* [Stated problem]:
Reproduce all the items below, swapping every "Grounding Pipeline" for "Localization Pipeline" and changing nothing else.

* [Records to use]:
+++
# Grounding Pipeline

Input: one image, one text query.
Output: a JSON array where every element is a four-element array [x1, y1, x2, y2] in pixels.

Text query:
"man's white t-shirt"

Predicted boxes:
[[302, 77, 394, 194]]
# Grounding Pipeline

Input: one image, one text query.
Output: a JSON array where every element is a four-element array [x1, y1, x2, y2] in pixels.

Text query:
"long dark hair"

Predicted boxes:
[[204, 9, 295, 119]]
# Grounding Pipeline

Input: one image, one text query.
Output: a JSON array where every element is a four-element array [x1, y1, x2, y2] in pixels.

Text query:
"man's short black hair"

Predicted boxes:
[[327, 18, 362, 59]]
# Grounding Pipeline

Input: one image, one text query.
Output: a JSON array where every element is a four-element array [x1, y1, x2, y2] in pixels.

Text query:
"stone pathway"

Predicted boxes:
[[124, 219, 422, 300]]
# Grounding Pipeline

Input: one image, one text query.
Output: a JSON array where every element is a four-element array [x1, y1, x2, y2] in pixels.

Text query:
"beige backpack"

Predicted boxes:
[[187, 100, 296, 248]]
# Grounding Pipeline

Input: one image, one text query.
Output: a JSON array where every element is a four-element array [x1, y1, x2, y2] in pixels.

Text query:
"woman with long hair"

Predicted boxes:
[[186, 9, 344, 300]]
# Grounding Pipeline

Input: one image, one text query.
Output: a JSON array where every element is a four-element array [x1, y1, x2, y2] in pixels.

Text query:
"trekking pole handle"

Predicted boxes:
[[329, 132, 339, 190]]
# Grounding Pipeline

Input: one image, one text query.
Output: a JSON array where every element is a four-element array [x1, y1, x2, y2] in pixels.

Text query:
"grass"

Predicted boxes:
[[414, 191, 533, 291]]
+++
* [Final answer]:
# Localization Pipeline

Input: one image, one text query.
Output: a JSON array where every element is a four-element array [x1, y1, x2, y2] in pixels.

Text query:
"man's white t-shirt"

Predicted boxes:
[[302, 77, 394, 194]]
# Localization Pipeline

Input: one image, one text query.
Output: a JSON array where every element is a four-element array [x1, y1, x2, y2] in pixels.

Text query:
"long dark hair"

Predicted boxes:
[[204, 9, 295, 119]]
# Localization Pipeline

Input: one image, one text query.
Output: a JSON array where every element is a four-element array [x1, y1, x2, y2] in pixels.

Text query:
"man's short black hair"

Predicted boxes:
[[327, 18, 362, 59]]
# Localization Pipeline

Input: one image, one text query.
Output: a JSON array where every element is a four-element array [x1, y1, x2, y2] in pixels.

Text query:
"stone pathway"

Predicted boxes:
[[124, 219, 422, 300]]
# Localization Pipeline

Input: one image, one text query.
Output: a JSON array where every element is a four-element array [x1, y1, x2, y2] in pixels.

Text query:
"beige backpack"

Predicted boxes:
[[187, 100, 296, 248]]
# Localization Pipeline

Input: one image, one text query.
Output: a JSON array where every element is a four-element array [x1, y1, x2, y2] in pixels.

Text query:
"woman with long hair"

Predicted boxes:
[[186, 9, 344, 300]]
# Localization Pipeline

Input: one image, one text query.
Output: a JSON array where every element is a four-element array [x1, y1, x2, y2] in pixels.

Text query:
"trekking pole handle"

Predicted boxes:
[[329, 132, 339, 190]]
# Localization Pipeline

Input: one image, one text query.
Output: a JSON array where every element is a four-element array [x1, y1, x2, y2] in pixels.

Text query:
"grass"

Predicted boxes:
[[414, 191, 533, 291]]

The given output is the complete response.